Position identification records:
— BEGIN —
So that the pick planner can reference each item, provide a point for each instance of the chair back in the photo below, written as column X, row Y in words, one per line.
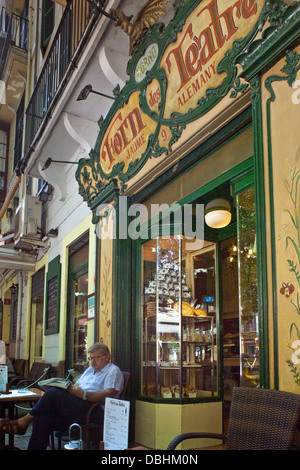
column 19, row 366
column 262, row 419
column 125, row 386
column 37, row 370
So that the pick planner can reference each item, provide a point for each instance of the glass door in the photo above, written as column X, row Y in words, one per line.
column 239, row 302
column 179, row 354
column 77, row 306
column 248, row 302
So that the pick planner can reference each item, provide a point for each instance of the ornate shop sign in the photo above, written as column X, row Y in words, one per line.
column 177, row 74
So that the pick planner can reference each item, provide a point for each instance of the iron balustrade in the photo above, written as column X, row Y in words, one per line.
column 15, row 29
column 77, row 19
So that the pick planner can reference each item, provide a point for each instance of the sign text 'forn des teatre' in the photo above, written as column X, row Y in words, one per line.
column 191, row 62
column 174, row 79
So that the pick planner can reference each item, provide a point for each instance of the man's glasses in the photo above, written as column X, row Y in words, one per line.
column 95, row 357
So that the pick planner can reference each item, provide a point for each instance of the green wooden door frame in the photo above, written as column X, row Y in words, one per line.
column 241, row 177
column 74, row 273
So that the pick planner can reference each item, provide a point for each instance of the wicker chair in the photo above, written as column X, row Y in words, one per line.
column 260, row 419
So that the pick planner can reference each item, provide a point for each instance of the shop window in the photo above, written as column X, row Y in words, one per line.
column 37, row 313
column 53, row 297
column 78, row 305
column 179, row 319
column 248, row 306
column 240, row 300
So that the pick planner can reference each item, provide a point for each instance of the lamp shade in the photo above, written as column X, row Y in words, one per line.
column 218, row 213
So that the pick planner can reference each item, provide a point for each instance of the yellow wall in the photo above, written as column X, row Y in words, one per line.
column 282, row 177
column 67, row 241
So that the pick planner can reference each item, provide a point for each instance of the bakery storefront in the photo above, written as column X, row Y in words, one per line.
column 194, row 185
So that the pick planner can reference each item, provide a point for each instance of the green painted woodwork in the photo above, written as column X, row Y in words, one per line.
column 53, row 279
column 274, row 10
column 290, row 71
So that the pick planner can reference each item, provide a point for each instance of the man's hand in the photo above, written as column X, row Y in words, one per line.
column 76, row 391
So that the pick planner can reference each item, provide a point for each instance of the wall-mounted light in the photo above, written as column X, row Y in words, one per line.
column 49, row 161
column 53, row 232
column 89, row 89
column 13, row 288
column 218, row 213
column 97, row 5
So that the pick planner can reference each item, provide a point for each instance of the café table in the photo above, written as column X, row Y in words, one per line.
column 8, row 402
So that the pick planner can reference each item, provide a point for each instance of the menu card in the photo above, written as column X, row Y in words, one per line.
column 116, row 424
column 3, row 378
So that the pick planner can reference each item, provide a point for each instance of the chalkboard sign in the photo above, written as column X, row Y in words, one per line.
column 53, row 297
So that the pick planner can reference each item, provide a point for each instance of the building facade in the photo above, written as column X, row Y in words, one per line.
column 150, row 177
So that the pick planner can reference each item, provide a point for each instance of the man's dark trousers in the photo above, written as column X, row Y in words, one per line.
column 56, row 411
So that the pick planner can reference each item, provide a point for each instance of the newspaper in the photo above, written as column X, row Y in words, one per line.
column 55, row 382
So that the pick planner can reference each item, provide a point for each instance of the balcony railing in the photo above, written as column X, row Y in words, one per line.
column 77, row 20
column 15, row 29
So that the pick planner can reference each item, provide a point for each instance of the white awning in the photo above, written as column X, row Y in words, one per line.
column 15, row 260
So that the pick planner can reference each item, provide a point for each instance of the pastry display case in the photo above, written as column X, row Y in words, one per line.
column 179, row 320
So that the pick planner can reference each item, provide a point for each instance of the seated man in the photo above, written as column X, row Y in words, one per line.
column 59, row 408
— END —
# [DIRECTIONS FOR THIS TASK]
Please copy out all of the material above word for word, leaving out the pictures.

# [RESULT OF THIS TASK]
So that the pick planner can reference each item, provide a point for each instance of the chair back in the photo below, written as column X, row Y in words, one per line.
column 19, row 366
column 262, row 419
column 125, row 386
column 37, row 370
So that the pick planner can reference each item, provide a point for each instance of the glass door in the photo above, written as column X, row Y in words, one per line.
column 239, row 302
column 179, row 354
column 77, row 306
column 248, row 302
So that the pick planner can reference each item, provide a point for each instance of the ornate shop sign in the photo above, written as column X, row Y in words, one per line.
column 177, row 74
So that the pick planner can reference each item, provide a point for each instance of the iron balustrade in the photo above, written as column X, row Y in words, one per line.
column 15, row 29
column 77, row 19
So that the pick planner can reference each item, provide a point for each instance of the sign text 'forn des teatre' in the photo above, written as column X, row Y in words, one per line.
column 191, row 62
column 174, row 79
So that the pick planner can reference each item, provide a point for each instance of the man's glasses in the photo above, written as column X, row Y in words, one per line.
column 95, row 357
So that the pick planner can reference each item, provide a point for each instance of the green wooden door frame in the photo above, written as column X, row Y in words, one per line.
column 241, row 177
column 74, row 273
So that the pick planner can reference each item, provide a point for each instance of the wicker chair in the photo above, written as column X, row Y in words, one per line.
column 260, row 419
So that the pick planner can reference each item, provide a point for each instance of the shop window in the photo above, written as column X, row Y in words, one per line.
column 37, row 313
column 53, row 297
column 78, row 305
column 179, row 319
column 248, row 306
column 240, row 300
So that the pick planner can reference each item, provide a point for each instance of the lamp shade in the photo above, written as column X, row Y in words, one per line.
column 218, row 213
So that the pick planner can reference each item, provide a point for each instance of the yellow wall in the photo above, written as column X, row Y in words, one per line.
column 282, row 177
column 67, row 241
So that the pick planner can reference each item, provide a point for each instance of the bakery storefront in the photo above, written as column X, row Y in words, one per line.
column 194, row 185
So that the pick planner can reference each item, provide a point for each instance of the green painted woodwork in the photo above, written as column X, row Y in words, one per line.
column 53, row 279
column 274, row 10
column 290, row 71
So that the pick planner can reference each item, provide a point for each instance of the man's hand in the photo above, written as column X, row Y in words, one per line.
column 76, row 391
So that the pick planner can reference each item, provide a point for each instance of the wall-mounted light in the photo above, written as column X, row Y in words, one per line.
column 49, row 161
column 53, row 232
column 89, row 89
column 13, row 288
column 218, row 213
column 97, row 5
So that the pick planner can reference each item, provide a point for each instance of the café table in the photo above, written as column X, row Y in words, one per line.
column 8, row 402
So that the pick planner can reference each item, provide a point for each instance of the menu card in the photo above, written as column X, row Y in words, one per line.
column 116, row 424
column 3, row 378
So that the pick planner can reference each item, provide a point for each instance of the chalkboard sign in the photo above, written as column X, row Y in words, one per line.
column 53, row 297
So that the pick planner can reference each item, provide a point for each instance of the building facade in the photo above, written as column X, row Y in words, one per line.
column 150, row 177
So that the pick planner can reference each item, provide a point for each instance of the man's dark trousers in the photo above, written as column X, row Y in words, one per line.
column 56, row 411
So that the pick planner can reference each item, provide a point for each instance of the newspaper in the photo above, written as column X, row Y in words, one per line.
column 55, row 382
So that the pick planner can reference each item, provide a point for each instance of the balcony railing in the photo above, written as column X, row Y in words, one per line.
column 77, row 20
column 15, row 29
So that the pick planner can reference each item, provide a point for each instance of the white awning in the photo above, written as column X, row Y in words, one per line.
column 15, row 260
So that the pick planner can reference each item, provide a point for each instance of the pastry display case in the photo above, written as column X, row Y in words, one per line.
column 179, row 320
So that the pick planner can reference each item, provide a point for each instance of the seated man in the photo above, written as column X, row Y in words, one per line.
column 59, row 408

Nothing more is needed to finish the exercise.